## START Records provided
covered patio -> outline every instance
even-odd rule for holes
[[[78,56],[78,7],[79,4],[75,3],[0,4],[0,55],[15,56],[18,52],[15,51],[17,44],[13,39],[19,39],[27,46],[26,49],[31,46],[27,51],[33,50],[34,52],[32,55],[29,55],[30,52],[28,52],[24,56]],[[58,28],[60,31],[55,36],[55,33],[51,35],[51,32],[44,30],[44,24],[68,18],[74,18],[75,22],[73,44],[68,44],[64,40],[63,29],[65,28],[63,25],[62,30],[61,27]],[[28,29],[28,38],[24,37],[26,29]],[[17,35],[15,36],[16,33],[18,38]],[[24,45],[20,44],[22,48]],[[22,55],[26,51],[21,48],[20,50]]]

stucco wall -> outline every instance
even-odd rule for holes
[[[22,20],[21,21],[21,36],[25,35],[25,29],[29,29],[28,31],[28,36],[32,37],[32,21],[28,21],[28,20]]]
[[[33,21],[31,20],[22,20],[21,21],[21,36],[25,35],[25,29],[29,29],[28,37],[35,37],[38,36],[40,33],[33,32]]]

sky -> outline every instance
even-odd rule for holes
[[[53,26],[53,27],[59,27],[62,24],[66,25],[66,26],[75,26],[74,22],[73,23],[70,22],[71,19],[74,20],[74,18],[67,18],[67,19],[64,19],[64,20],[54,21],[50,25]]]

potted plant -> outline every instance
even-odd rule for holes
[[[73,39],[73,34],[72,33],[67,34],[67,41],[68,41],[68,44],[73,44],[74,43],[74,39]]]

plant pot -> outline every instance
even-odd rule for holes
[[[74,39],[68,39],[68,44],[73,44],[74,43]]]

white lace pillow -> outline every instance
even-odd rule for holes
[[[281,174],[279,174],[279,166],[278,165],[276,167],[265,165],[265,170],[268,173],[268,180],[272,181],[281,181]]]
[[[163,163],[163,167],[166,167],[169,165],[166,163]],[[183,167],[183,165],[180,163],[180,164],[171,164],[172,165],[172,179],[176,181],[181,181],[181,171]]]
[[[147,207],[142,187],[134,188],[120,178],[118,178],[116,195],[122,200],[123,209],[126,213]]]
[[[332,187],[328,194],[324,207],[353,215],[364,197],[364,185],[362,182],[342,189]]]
## END Records provided
## START Records provided
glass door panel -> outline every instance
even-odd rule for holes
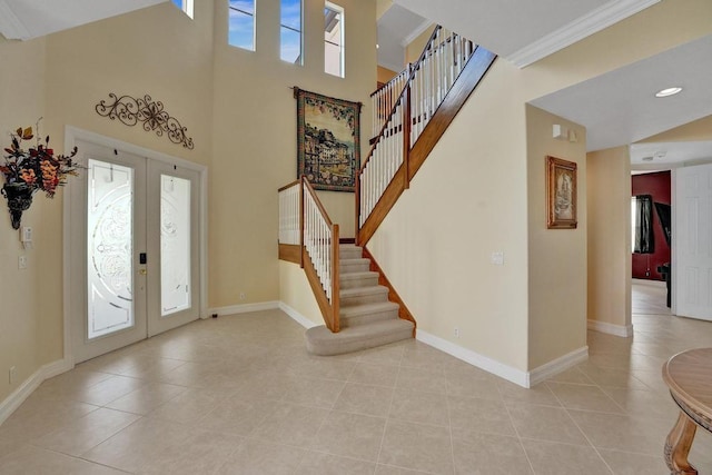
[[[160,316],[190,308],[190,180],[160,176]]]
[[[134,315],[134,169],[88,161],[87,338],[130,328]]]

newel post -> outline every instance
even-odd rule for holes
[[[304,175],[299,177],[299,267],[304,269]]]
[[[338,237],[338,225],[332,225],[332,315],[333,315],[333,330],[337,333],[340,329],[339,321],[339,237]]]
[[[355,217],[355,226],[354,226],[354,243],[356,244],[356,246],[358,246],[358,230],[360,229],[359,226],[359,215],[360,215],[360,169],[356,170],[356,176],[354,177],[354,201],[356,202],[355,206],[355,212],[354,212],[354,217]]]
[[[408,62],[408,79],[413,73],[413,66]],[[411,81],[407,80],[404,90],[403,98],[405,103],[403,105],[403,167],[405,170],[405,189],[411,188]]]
## END Records provided
## START Records provided
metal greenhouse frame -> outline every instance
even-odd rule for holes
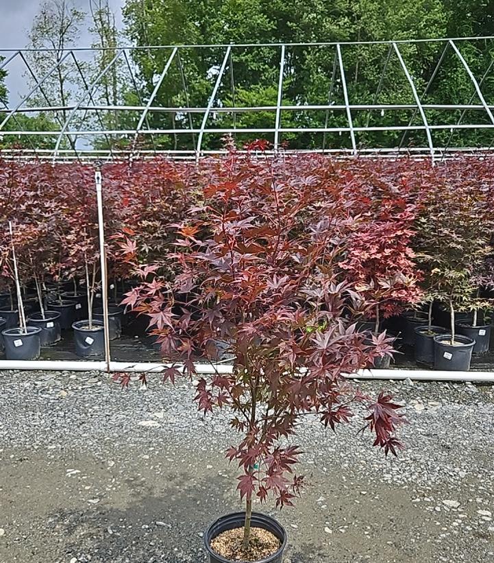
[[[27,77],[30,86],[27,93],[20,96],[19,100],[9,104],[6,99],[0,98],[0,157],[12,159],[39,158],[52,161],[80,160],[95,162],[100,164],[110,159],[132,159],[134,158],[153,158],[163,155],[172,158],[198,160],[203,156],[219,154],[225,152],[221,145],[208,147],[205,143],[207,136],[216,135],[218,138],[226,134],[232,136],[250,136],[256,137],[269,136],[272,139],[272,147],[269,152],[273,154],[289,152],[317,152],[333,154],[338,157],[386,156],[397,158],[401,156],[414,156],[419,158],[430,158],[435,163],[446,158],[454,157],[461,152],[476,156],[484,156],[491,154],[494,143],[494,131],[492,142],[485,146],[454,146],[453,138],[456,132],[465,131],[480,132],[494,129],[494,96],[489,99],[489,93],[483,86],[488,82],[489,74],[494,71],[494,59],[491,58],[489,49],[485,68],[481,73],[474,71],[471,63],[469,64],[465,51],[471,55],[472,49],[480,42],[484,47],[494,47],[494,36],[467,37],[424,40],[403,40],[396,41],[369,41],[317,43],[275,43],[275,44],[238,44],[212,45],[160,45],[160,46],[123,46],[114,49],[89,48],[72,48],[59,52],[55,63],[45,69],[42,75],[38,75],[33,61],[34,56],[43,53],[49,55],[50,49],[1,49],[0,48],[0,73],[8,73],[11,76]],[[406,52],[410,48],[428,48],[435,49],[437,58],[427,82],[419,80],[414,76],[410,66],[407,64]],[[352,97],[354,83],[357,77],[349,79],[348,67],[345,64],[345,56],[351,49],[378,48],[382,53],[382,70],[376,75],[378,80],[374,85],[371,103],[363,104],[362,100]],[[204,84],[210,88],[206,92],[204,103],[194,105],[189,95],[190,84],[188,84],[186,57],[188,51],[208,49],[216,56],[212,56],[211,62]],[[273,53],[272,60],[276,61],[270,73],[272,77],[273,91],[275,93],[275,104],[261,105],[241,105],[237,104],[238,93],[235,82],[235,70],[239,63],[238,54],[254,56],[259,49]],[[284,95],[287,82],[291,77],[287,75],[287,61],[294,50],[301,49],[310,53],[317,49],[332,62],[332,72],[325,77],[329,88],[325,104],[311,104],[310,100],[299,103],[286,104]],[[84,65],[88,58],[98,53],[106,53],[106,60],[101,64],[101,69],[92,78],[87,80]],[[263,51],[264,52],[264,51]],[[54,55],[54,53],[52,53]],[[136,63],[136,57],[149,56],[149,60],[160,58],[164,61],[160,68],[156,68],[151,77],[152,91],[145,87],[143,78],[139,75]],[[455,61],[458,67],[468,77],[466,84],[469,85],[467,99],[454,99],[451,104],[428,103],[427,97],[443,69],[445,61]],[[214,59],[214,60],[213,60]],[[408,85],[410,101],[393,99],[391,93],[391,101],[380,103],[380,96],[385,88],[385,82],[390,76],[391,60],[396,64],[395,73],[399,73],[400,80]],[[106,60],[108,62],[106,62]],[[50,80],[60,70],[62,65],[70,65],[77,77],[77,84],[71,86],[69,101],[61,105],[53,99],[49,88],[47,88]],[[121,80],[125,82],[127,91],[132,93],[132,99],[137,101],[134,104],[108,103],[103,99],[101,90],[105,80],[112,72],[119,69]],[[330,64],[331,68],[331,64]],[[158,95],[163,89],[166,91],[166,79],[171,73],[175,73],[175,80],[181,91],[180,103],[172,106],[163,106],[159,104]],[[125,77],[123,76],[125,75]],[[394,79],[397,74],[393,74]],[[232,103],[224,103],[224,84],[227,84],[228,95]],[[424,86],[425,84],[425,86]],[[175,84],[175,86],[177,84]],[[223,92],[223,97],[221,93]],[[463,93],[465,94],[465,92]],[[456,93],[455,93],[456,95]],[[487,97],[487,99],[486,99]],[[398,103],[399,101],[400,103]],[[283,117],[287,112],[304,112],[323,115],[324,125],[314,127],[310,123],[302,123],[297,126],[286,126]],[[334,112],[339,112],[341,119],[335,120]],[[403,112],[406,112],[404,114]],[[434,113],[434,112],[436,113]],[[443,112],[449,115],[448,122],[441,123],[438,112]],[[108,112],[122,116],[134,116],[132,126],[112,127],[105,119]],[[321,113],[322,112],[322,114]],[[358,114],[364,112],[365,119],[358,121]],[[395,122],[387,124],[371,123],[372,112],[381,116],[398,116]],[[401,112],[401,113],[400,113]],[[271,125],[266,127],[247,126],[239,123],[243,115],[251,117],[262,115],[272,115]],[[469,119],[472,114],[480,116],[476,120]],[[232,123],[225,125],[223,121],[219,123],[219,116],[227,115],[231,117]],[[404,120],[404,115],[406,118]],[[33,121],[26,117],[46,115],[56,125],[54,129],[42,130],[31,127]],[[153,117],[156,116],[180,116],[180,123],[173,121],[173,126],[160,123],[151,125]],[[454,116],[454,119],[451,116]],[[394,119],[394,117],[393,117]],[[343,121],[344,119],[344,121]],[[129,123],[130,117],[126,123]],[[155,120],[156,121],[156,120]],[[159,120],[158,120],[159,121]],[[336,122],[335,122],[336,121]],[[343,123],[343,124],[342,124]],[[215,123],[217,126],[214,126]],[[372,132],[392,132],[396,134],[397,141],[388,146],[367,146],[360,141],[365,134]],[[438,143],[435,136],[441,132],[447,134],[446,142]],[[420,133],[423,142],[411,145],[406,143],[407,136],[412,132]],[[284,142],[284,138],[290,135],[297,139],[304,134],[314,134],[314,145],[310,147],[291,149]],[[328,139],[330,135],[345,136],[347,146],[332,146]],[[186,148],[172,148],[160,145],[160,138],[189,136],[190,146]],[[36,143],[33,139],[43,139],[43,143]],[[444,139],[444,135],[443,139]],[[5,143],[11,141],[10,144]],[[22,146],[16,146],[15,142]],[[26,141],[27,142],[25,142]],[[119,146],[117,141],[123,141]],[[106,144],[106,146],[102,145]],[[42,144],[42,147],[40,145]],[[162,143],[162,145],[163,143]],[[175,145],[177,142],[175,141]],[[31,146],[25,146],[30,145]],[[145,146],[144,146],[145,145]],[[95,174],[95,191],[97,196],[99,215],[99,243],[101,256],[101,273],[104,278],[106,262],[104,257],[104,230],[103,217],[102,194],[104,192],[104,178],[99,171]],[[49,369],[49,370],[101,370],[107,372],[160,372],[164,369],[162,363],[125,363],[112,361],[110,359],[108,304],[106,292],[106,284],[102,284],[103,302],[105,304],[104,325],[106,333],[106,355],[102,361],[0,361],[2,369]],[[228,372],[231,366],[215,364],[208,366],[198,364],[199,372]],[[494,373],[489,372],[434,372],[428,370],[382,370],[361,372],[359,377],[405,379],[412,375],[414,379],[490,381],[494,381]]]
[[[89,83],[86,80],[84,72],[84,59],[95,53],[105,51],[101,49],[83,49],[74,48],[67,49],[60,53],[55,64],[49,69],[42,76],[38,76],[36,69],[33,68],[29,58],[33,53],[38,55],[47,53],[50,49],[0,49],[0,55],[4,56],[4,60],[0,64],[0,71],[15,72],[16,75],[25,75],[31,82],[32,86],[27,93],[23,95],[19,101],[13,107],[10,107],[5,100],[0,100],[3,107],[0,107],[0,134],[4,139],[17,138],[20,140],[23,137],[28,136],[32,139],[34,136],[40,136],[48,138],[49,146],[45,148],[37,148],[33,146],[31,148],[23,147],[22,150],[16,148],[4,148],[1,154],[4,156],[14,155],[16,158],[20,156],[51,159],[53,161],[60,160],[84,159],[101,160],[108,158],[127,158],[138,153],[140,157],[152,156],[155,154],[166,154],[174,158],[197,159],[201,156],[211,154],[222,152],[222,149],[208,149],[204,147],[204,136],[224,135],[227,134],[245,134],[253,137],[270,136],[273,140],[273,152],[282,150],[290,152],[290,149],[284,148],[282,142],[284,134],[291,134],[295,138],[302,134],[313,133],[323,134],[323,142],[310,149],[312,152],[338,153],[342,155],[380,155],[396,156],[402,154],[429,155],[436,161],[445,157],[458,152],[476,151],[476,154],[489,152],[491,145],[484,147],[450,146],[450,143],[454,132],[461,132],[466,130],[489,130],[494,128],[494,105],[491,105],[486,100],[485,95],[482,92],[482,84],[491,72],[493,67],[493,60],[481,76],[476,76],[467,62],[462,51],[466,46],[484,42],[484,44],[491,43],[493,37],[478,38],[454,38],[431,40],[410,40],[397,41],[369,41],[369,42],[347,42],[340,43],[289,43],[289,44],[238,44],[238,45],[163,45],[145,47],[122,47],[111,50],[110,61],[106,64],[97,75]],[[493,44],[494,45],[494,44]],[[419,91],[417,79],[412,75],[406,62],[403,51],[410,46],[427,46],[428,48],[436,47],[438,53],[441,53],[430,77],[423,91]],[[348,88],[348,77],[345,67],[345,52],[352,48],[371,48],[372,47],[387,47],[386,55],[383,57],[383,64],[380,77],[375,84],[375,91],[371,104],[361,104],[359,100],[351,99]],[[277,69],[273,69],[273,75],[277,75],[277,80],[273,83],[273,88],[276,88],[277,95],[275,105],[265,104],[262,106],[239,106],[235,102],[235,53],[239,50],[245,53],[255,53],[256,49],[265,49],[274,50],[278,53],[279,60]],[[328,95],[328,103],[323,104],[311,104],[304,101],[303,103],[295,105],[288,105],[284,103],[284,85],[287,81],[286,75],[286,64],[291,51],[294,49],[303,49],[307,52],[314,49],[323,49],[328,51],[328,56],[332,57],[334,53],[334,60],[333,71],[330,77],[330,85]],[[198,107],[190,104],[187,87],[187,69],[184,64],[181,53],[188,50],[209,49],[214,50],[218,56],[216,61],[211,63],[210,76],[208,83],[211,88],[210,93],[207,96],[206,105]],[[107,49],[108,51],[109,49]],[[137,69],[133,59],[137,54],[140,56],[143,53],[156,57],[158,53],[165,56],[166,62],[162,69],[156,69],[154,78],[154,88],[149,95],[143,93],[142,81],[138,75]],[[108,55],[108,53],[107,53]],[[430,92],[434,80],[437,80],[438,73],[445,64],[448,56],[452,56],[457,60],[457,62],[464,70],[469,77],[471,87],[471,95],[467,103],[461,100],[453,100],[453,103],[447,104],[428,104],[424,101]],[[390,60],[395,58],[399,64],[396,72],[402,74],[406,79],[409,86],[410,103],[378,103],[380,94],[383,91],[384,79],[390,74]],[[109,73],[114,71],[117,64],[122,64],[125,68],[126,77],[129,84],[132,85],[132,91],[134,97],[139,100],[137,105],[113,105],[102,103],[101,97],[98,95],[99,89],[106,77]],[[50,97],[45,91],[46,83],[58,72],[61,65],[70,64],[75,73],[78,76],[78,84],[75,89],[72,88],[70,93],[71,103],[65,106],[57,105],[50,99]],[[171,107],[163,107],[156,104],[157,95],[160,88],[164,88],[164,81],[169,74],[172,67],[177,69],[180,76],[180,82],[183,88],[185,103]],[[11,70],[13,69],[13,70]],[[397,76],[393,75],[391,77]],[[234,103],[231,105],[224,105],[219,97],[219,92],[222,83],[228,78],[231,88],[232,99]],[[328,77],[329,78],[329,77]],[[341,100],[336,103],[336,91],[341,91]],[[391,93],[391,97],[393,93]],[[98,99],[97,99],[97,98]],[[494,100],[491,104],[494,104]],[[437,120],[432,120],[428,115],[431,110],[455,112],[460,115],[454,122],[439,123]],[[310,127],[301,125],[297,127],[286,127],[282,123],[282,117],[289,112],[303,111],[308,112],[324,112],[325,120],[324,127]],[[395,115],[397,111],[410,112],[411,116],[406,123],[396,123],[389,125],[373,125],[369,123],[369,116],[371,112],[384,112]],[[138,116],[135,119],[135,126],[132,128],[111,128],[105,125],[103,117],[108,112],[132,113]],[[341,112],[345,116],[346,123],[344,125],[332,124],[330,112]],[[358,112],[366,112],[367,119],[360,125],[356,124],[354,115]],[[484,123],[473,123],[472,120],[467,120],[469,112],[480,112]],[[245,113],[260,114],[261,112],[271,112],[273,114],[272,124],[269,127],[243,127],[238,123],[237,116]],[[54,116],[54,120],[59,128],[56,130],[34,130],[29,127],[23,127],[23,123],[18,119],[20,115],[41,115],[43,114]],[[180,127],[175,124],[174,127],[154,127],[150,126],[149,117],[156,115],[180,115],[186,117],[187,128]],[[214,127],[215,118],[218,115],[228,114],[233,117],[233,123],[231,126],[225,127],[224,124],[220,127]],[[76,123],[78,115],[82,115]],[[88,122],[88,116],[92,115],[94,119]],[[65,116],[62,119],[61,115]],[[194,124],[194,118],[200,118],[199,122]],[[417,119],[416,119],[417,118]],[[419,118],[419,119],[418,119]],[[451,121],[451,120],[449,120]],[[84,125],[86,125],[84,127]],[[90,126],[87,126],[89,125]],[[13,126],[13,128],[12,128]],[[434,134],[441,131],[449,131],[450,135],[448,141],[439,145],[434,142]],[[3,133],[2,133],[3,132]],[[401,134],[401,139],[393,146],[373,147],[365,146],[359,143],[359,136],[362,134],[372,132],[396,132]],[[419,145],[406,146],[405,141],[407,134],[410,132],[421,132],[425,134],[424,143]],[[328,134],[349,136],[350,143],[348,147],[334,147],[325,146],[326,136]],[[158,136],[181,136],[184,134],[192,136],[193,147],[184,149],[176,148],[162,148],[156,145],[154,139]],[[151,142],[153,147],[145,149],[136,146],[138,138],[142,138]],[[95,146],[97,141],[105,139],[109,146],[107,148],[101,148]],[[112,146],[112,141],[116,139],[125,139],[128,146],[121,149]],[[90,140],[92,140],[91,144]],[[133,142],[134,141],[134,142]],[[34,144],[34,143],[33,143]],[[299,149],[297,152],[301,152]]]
## END Records provided
Work to complete: In the rows from the line with "covered patio -> outline every instance" to the line with "[[[74,39],[68,39],[68,44],[73,44],[74,43]]]", replace "even-odd rule" with "even-odd fill rule" and give those lines again with nothing else changed.

The answer:
covered patio -> outline every instance
even-odd fill rule for holes
[[[78,56],[78,7],[79,4],[75,3],[0,4],[0,55],[15,56],[18,52],[15,51],[17,44],[13,39],[19,39],[27,46],[26,49],[31,46],[27,51],[33,50],[34,52],[32,55],[29,55],[30,52],[28,52],[24,56]],[[58,28],[60,31],[55,36],[55,33],[51,35],[51,32],[44,30],[44,24],[68,18],[74,18],[75,22],[73,44],[68,44],[64,40],[63,29],[65,28],[63,25],[62,30],[61,27]],[[28,29],[28,38],[24,37],[26,29]],[[17,35],[15,36],[16,33],[18,38]],[[24,45],[20,44],[22,48]],[[22,55],[26,51],[21,48],[20,50]]]

stucco wall -> outline every instance
even-odd fill rule for holes
[[[22,20],[21,21],[21,36],[25,35],[25,29],[29,29],[28,31],[28,36],[32,37],[32,21],[28,21],[28,20]]]
[[[33,21],[31,20],[22,20],[21,21],[21,36],[25,35],[25,29],[29,29],[28,37],[35,37],[38,36],[40,33],[33,32]]]

sky -> outline every instance
even-odd fill rule for holes
[[[53,26],[53,27],[59,27],[62,24],[66,25],[66,26],[75,26],[74,22],[73,23],[70,22],[71,19],[74,20],[74,18],[67,18],[67,19],[64,19],[64,20],[54,21],[50,25]]]

potted plant -> outline every instance
even-odd fill rule for holes
[[[73,39],[73,34],[72,33],[67,34],[67,41],[68,41],[68,44],[73,44],[74,43],[74,39]]]

plant pot -> outline every instance
even-odd fill rule for holes
[[[74,39],[68,39],[68,44],[73,44],[74,43]]]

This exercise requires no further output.